PROBLEM TO SOLVE:
Return all lines in the data where the string "list" can be found.

Stored records:
___
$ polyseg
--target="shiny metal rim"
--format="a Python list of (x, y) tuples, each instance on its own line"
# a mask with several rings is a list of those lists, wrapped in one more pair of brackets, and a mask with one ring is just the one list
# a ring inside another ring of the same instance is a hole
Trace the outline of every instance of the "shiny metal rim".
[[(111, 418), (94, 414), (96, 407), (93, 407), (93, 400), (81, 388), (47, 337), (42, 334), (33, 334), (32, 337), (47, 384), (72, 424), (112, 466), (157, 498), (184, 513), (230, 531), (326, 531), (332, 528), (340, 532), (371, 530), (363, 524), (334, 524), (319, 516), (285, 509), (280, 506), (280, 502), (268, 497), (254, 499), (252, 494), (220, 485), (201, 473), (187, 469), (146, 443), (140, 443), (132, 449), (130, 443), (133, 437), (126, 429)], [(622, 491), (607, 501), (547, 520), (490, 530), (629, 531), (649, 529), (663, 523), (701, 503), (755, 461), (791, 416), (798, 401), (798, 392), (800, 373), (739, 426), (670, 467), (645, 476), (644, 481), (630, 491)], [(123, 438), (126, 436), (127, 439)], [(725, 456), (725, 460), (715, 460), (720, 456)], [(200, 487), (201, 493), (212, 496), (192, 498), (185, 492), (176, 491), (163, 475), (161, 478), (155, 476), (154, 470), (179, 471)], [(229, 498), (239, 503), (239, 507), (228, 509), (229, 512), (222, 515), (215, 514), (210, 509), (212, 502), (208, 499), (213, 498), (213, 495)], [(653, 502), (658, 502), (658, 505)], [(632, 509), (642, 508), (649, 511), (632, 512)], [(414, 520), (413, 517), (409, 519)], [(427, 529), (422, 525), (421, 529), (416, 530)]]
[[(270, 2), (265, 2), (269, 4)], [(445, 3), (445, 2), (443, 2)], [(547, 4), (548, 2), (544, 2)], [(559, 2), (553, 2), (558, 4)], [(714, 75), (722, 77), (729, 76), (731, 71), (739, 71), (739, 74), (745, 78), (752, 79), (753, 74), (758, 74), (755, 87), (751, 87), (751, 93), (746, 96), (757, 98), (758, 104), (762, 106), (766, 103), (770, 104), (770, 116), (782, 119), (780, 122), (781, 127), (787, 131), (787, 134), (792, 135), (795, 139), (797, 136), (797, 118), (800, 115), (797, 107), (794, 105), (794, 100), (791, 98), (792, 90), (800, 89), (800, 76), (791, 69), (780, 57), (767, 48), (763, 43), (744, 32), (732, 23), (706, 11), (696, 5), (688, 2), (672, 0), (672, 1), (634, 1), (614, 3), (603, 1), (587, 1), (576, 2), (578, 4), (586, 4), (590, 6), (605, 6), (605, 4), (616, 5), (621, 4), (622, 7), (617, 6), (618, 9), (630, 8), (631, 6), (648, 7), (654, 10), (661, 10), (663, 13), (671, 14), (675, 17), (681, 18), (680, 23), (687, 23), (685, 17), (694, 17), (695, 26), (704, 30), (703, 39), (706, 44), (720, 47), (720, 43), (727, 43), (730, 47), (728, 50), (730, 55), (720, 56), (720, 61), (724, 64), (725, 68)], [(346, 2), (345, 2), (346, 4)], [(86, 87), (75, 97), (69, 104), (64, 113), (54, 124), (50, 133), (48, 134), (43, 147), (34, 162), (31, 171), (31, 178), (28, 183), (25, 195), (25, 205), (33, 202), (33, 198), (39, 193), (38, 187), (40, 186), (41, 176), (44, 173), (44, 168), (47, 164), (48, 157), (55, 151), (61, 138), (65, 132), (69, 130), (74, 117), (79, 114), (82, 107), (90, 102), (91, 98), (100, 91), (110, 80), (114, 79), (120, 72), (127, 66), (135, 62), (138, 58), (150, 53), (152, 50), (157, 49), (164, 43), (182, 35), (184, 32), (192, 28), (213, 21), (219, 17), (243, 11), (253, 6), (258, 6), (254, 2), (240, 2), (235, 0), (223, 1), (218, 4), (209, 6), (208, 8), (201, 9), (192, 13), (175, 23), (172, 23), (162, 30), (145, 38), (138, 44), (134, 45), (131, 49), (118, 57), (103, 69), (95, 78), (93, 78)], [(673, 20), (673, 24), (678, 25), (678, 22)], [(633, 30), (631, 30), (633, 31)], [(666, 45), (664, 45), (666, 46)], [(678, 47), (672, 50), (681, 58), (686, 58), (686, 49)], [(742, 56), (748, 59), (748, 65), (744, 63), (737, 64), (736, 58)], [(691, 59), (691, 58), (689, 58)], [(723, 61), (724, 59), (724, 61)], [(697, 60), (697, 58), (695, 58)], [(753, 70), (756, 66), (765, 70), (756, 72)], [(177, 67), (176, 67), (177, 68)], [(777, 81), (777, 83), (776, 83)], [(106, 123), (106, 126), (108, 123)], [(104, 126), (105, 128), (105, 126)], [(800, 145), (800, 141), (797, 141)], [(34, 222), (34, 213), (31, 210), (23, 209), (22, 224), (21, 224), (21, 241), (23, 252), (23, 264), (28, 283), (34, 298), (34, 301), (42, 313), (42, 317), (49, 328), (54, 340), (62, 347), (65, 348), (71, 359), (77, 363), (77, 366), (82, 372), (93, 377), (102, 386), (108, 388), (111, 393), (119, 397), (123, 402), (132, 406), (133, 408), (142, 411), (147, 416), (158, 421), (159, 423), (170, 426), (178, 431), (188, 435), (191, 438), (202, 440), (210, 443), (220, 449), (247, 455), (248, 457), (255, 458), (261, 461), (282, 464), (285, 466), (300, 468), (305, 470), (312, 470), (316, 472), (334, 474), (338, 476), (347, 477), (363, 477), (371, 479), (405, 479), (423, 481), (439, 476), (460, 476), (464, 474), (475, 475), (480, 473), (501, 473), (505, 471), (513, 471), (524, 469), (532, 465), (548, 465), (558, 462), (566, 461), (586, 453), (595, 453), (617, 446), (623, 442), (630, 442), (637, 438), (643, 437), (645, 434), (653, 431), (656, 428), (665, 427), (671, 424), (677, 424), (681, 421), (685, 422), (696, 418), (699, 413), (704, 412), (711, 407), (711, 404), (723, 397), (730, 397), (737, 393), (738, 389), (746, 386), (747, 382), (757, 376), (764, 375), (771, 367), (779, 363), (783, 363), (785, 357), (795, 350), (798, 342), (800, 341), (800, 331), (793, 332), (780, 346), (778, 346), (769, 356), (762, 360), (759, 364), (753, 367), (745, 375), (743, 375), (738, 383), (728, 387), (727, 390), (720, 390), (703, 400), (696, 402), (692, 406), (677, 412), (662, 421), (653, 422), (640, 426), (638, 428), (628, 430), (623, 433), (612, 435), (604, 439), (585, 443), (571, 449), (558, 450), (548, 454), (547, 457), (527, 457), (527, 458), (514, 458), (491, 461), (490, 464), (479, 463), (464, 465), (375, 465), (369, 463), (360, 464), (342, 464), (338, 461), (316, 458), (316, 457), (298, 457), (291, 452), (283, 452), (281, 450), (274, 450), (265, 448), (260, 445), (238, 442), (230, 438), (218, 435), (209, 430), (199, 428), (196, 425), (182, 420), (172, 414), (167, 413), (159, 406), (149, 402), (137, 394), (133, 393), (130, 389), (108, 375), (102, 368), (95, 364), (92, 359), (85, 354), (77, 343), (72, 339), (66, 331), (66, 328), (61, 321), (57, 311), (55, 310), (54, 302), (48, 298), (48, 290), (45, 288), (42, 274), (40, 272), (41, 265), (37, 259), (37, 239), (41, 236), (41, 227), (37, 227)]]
___
RESPONSE BOX:
--format="a Python list of (x, y) tuples, each instance on its own line"
# a mask with several rings is a list of those lists, wrapped in one more pair of brackets, and a mask with one ring is just the one list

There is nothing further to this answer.